Exercise passage START
Sadly, we live in a degraded age of college basketball. The first weekend of the 2013 NCAA Tournament has been proof enough, with arenas around the country reverberating with the harsh sound of shots banging off backboards and clanging off rims. It’s been competitive but it’s also been ugly. When a 13th seed (LaSalle) can make three field goals and shoot under 20 percent in the second half and still win a game, you know it’s ugly.
Things weren’t always this way. To find a different game, a better game, we need to go back a generation. The month was March; the year was 1990. Janet Jackson was dominating the pop charts with Rhythm Nation 1814; the number-one movie at the box office was The Hunt for Red October; “Roseanne” topped the Neilson ratings.
Meanwhile, the 1990 NCAA Tournament was the showcase for a golden era of college basketball. Round after round spectators were treated to thrilling games with fantastic finishes. And the games weren’t just close- they were also well played, particularly on offense. Players handled, moved and shot with great skill in games where the scores routinely cracked the 90-point barrier.
It was college basketball played at the highest level. The field was breathtakingly deep, with even middle-seeded teams boasting multiple future NBA players. The coaches were legendary. The storylines were enduring. And the action was end-to-end, from the first minute to the fortieth and beyond.
Let’s take a look back at 1990 and why this was the greatest NCAA Tournament ever played.
Buzzer-Beaters: The buzzer-beating shot is a staple of the March Madness highlight films, and there were enough in 1990 to fill an entire reel. No fewer than nine games featured shots that either tied or won games in the last five seconds:
- In the first round, Ohio State’s Alex Davis drilled a three-pointer with three seconds left in regulation to tie Providence in a game the Buckeyes went on to win in overtime, 84-83.
- Also in the first round, Northern Iowa’s Maurice Newby hit a three-pointer just before the horn to stun heavily favored Missouri, 74-71.
- Also in the first round, Murray State’s Greg Coble nailed a three-pointer at the buzzer to force overtime between the 16th-seeded Racers and top-seeded Michigan State. Sparty went on to win in the extra session, 75-71.
- Still in the first round, Ball State’s Parris McCurdy hit a turnaround jumper while being fouled and knocked in the game-winning free throw with zeros on the clock to take out Gary Payton and Oregon State, 54-53.
- Moving to round two, North Carolina’s Rick Fox eliminated top-ranked Oklahoma with a baseline drive at the one-second mark.
- On the same day in the same arena (the Frank Erwin Center in Austin) Arkansas’s Todd Day followed his own miss to beat underdog Dayton with three seconds left.
- In the Sweet 16, with UConn trailing Clemson 70-69 and one second remaining, Scott Burrell threw a length-of-the-court pass to Tate George, who hit a turnaround jumper at the horn to give the Huskies the victory.
Exercise passage END
Provided entries START
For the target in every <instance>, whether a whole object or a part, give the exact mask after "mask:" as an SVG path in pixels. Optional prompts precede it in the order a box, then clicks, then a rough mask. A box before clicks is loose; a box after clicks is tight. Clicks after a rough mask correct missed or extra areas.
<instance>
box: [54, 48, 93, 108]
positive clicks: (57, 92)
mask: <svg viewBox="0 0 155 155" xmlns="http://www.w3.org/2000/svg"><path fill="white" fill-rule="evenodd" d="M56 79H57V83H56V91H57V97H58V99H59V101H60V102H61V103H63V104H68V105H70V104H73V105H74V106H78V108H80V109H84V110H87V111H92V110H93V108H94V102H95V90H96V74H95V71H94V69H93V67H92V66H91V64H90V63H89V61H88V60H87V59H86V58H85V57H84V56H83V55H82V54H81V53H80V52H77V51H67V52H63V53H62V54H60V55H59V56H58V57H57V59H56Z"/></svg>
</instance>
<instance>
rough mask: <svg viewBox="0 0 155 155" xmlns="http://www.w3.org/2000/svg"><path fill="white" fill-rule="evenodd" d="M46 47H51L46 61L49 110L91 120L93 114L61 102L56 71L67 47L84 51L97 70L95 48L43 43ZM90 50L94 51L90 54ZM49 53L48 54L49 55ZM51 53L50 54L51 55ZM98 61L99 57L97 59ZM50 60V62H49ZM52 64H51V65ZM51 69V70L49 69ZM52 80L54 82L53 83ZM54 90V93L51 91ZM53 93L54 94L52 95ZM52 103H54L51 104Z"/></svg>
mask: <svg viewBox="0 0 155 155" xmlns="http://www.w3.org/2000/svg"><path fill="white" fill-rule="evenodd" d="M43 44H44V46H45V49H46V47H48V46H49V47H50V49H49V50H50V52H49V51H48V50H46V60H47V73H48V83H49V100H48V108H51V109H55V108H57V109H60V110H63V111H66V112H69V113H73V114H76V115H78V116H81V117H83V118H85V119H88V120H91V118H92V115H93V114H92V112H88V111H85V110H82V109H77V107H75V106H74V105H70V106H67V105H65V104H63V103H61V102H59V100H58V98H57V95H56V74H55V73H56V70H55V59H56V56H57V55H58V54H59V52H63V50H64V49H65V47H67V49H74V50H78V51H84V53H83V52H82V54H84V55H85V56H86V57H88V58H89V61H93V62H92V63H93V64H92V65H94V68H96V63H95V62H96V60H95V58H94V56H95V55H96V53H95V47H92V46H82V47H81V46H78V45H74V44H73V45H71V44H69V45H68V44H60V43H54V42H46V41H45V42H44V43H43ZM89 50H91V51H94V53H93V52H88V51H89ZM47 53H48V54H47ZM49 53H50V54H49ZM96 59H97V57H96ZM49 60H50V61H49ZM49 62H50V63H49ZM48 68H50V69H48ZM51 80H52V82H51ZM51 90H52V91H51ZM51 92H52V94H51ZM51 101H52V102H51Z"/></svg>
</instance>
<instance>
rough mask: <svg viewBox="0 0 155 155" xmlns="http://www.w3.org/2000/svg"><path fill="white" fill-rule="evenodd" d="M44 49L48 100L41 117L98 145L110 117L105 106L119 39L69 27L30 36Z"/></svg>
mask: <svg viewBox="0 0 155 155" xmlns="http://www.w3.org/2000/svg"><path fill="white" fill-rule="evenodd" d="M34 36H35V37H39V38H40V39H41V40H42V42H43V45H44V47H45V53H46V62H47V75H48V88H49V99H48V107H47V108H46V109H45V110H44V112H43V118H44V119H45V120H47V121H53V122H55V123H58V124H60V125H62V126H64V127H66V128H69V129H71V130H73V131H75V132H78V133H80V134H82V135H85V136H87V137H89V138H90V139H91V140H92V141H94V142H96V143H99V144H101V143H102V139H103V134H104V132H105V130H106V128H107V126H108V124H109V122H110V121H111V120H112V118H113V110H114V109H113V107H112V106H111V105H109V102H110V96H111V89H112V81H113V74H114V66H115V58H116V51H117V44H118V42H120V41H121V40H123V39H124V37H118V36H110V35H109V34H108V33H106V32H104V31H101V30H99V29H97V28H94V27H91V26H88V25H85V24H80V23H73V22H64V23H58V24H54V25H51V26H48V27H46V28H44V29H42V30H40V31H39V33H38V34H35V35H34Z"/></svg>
Provided entries END
Problems to solve:
1. Transcribe the part of the 1990 tournament text that opens with the words containing "- Also in the first round, Murray" and closes with "Oregon State, 54-53.".
2. Restate word for word the lines of the records from their very first line through the line that contains "positive clicks: (57, 92)", with both ends included.

Task results:
1.
- Also in the first round, Murray State’s Greg Coble nailed a three-pointer at the buzzer to force overtime between the 16th-seeded Racers and top-seeded Michigan State. Sparty went on to win in the extra session, 75-71.
- Still in the first round, Ball State’s Parris McCurdy hit a turnaround jumper while being fouled and knocked in the game-winning free throw with zeros on the clock to take out Gary Payton and Oregon State, 54-53.

2.
For the target in every <instance>, whether a whole object or a part, give the exact mask after "mask:" as an SVG path in pixels. Optional prompts precede it in the order a box, then clicks, then a rough mask. A box before clicks is loose; a box after clicks is tight. Clicks after a rough mask correct missed or extra areas.
<instance>
box: [54, 48, 93, 108]
positive clicks: (57, 92)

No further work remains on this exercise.